Data for the task:
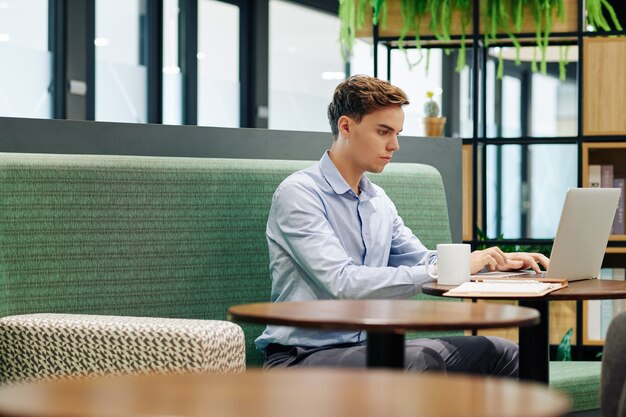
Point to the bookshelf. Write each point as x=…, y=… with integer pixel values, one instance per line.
x=599, y=135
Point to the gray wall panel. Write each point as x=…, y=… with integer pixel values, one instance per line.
x=81, y=137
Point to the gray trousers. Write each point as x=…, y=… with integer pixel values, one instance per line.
x=468, y=354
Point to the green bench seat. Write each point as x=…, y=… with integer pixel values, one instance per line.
x=164, y=236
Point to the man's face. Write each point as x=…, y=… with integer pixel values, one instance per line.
x=374, y=140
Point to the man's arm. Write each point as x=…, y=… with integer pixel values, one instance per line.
x=298, y=224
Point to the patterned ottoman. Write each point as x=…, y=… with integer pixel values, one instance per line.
x=47, y=346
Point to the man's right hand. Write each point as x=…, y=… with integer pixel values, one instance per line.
x=494, y=260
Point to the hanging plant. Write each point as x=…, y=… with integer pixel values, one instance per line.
x=596, y=18
x=497, y=16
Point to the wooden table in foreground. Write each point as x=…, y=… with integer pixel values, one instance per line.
x=283, y=393
x=534, y=341
x=385, y=321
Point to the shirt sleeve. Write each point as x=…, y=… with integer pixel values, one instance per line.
x=406, y=248
x=299, y=226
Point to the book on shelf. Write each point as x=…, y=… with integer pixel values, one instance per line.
x=507, y=287
x=619, y=274
x=599, y=313
x=606, y=176
x=595, y=176
x=606, y=306
x=618, y=223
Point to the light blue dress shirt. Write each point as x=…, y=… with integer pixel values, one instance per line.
x=325, y=242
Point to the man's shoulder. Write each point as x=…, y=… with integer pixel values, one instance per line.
x=305, y=179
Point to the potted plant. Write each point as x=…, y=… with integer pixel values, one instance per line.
x=442, y=18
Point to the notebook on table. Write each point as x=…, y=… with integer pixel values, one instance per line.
x=507, y=288
x=581, y=237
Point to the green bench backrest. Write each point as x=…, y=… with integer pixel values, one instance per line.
x=157, y=236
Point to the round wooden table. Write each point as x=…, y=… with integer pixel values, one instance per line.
x=534, y=341
x=385, y=321
x=284, y=393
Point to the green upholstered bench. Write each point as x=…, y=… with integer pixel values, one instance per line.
x=159, y=236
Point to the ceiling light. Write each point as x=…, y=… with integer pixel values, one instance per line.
x=101, y=42
x=171, y=70
x=333, y=75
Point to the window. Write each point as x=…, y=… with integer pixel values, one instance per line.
x=172, y=77
x=525, y=194
x=121, y=73
x=25, y=72
x=218, y=64
x=305, y=66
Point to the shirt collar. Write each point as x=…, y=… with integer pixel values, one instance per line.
x=339, y=184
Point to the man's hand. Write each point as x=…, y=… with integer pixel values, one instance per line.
x=495, y=260
x=529, y=260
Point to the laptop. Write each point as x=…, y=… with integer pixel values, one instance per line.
x=581, y=236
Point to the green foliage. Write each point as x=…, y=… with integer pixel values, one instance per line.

Written request:
Can you write out the items again, starting at the line that contains "Point to the man's right" and stopping after the line that contains "x=529, y=260", with the requests included? Multiply each coordinate in the answers by 2.35, round it to a whole number with halves rounded up, and leave the requests unchanged.

Finished exercise:
Point to the man's right hand. Write each point as x=…, y=… with integer pixel values, one instance per line.
x=1161, y=611
Point to the hanging plant. Write each point as x=…, y=… with integer pixel values, one instance per line.
x=1401, y=42
x=1168, y=38
Point to the wooden table in foreground. Write each point as x=…, y=… with integer pixel values, one instance per line.
x=665, y=924
x=1255, y=801
x=905, y=754
Point to the shirt sleeve. Write each point as x=…, y=… with integer pixel values, one instance per line.
x=954, y=583
x=703, y=531
Point to the book on shelf. Write each point as x=…, y=… with integer pixel values, one instance per line.
x=1191, y=674
x=1455, y=644
x=1408, y=736
x=1424, y=414
x=1398, y=414
x=1424, y=719
x=1452, y=524
Point to the light blue dress shirt. Write each point as x=…, y=… with integer pixel values, one instance per line.
x=764, y=569
Point to the man's shoulder. Write each point as x=…, y=… with integer pixel values, one instance per line.
x=717, y=421
Point to the potted plant. Write each point as x=…, y=… with integer pixel values, one instance per line.
x=1039, y=42
Point to the notebook on table. Write each point as x=…, y=… with integer pixel values, one instance per line.
x=1191, y=677
x=1365, y=557
Point to the green bench backrest. Write each point as x=…, y=… with integer pixel values, one instance per line.
x=369, y=555
Point to the round wooden table. Write each point as x=…, y=… with integer pixel values, one instance per line.
x=1255, y=801
x=905, y=754
x=667, y=924
Point to the green upholstered bench. Write each point as x=…, y=… with integer pixel values, one instance per line.
x=374, y=555
Point to the ceiling light. Write each point as x=…, y=… with integer pixel values, one instance per line.
x=237, y=99
x=402, y=165
x=783, y=176
Point to the window. Write each point as x=…, y=… with integer pixel values, one instance per line.
x=404, y=181
x=1234, y=456
x=284, y=172
x=59, y=169
x=512, y=150
x=717, y=155
Point to the shirt collar. Write each point as x=…, y=… with integer pixel values, one instance per line.
x=797, y=432
Point to the man's hand. Write each point as x=…, y=… with integer pixel values, one instance per line.
x=1163, y=611
x=1243, y=611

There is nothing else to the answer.